** START OF Source **
This is taken from a letter I recently wrote to my "spiritual parents" as a way of reuniting with them. It is a summary of a particularly dark and extremely painful time in my life. It is completely honest and heartfelt.
For the better part of 2 years, the beginning of 2005 through most of 2007, I was backslidden off and on.
My parents died rather close together in late 2003(stepfather) and early 2004(mother). I was reeling emotionally from this for quite some time. I was not spiritually prepared for the impact this would have on my life. I had never experienced the death of a close loved one before. To have both of them die so close together was unimaginable to me. And yet it happened. It happened to me.
Up until the time of their deaths, my spiritual life was very poor for the majority of the time. I struggled a lot with sin and an almost constant feeling of condemnation. I was backslidden a lot of the time too. I was in essence, trying to “earn” my salvation. I was building on the wrong foundations. I kept failing God over and over and over. And I thought my standing before Him in terms of salvation somehow depended upon me and what I did or didn’t do. To the point that I often felt hopeless and would think, “What’s the point of all of this?” So because of this my walk with God suffered greatly on my part. God of course is ALWAYS FAITHFUL to us. No matter what we do. And He certainly was and continues to be to me.
When my parents died, I just simply gave up on my walk with God. I was overwhelmed with emotions from the fallout of their deaths. I was very angry at God for taking them both. I was angry at my mother for being a drug addict (she died of what i believe was an accidental overdose) and never being a good mother to me. I was angry at my stepfather for having been violent at times and treating my mother and sometimes us kids so badly. I also confused about how God was merciful to my mother when she died the way she did and lived such a bad life on earth. This was part of my anger towards Him. I was hurting and I felt I had nobody to turn to. My siblings and I were not close at that time. Plus all of us were dealing with our own pain from them dying and couldn’t really help each other. I felt very alone.
Looking back on it now I do realize how foolish this all was. This was the one time in my life I should have really turned to God and I didn’t. Instead I went into the world and into sin. I was trying to bury my pain and forget it and because I was angry at God I wanted nothing to do with Him.
Last November, God called me back to Himself and that time I listened by His grace alone. I was tired. I was tired of myself and the emptiness I felt inside. I was sick of sin and the self hatred that had resulted from being in the world and in sin all the time. I knew my pain was still there. But I no longer cared. I wanted to be free from sin again.
I was living “in sin” with a man for the majority of this time of backsliding. That night in early November 2007 I told him everything. How I was feeling at that moment, about my sin and backsliding, and about my life with God before my parents died. I was prepared to leave him if I needed to so I could start over with God. (Please understand that during this time my mind and emotions were still a big mess. It has taken many months for me to heal and I am still in the process of healing.) I asked him if he wanted to follow God. He said “yes” much to my surprise. As a result of that and many other conversations, we decided to get married and did so on December 14, 2007.
** END OF Source **
** START OF Supplied information **
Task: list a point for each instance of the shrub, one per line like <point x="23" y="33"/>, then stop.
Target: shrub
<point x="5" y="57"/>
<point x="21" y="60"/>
** END OF Supplied information **
_Challenge A_
Quote the account of backsliding word for word, from "Looking back on" up to and including "do with Him.".
_Challenge B_
Write what comes next in the account of backsliding, picking up after its final sentence.

_Written answer A_
Looking back on it now I do realize how foolish this all was. This was the one time in my life I should have really turned to God and I didn’t. Instead I went into the world and into sin. I was trying to bury my pain and forget it and because I was angry at God I wanted nothing to do with Him.

_Written answer B_
(The BAD) Now I know what you must be thinking. And of course you are right; this man wasn’t God’s perfect will for me as a mate. I am now very well aware of that fact. But at that time I was extremely vulnerable and confused. Not to say he coerced me into anything. I made the choice to marry him and I did it without praying about it. We did rush into it. My mind was not clear. I call it “sin sickness”. Having been backslidden for so long I thought this was the only way to start to make things right with God. We discussed the fact that we were forcing God’s Hand. Looking back it might have been wiser to leave him. But now I can’t imagine being without him or being married to anyone else. I truly love him and I truly believe that love comes from God.
If this sounds confusing it still is for me too. Because I really love my husband now and we have a good marriage starting off these first 8 or so months. No, he isn’t where I am spiritually. But he is saved, Praise the Lord. He is very open to God and spiritual things. He has even expressed a desire to someday preach God’s truth. He definitely has the seeds of passion for it. He does have much growing spiritually to do. In that sense, we are “unequally yoked”. Believe me; I am very well aware of all of this now. And I realize I could have saved myself needless suffering had I not married him. (Because of the unequal yoking) I am still kind of confused about this as I have said. I realize I may get some flack about the whole "unequal yoking" thing. But I assure you God is doing work in my husband. Read My Loving Husband's Letter To Me in this blog
(The GOOD) God has forgiven us and has been blessing us ever since we got married. I really felt when we were saying our vows that God said in my spirit, “This is right!!” In His unexplainable sovereignty He knew who I would marry. It’s kind of like; yes I married the “wrong person” but what’s done is done so let’s make the best of the situation. And God will raise my husband up to be the man He wants me to have. I truly believe God’s promise for this.
In conclusion, there was great potential for disaster with us getting married the way we did. But thankfully that has not been the case. God has been unbelievably merciful. I can truly see us being together for life. And that’s not the “honeymoon bliss” talking. I am very grounded and realistic about my marriage. I would not say it if I didn’t believe it was true. I guess I just have to accept the BAD with the GOOD. Thankfully, the GOOD far outweighs the BAD. (See how I did that? LOL laugh out loud)
My husband’s name is Frankie Knapp. He actually has lot of the good character traits my stepfather had and none of the bad ones. He is a good man. He genuinely loves me with all his heart. He treats me very well and is very kind to me. He is not even remotely abusive. He doesn’t drink or gamble or run around with other women. He takes his marriage vows seriously. He is a good provider. He is honest and trustworthy. He respects and loves me above all others. And his faith at times is stronger than mine which has been most surprising to me.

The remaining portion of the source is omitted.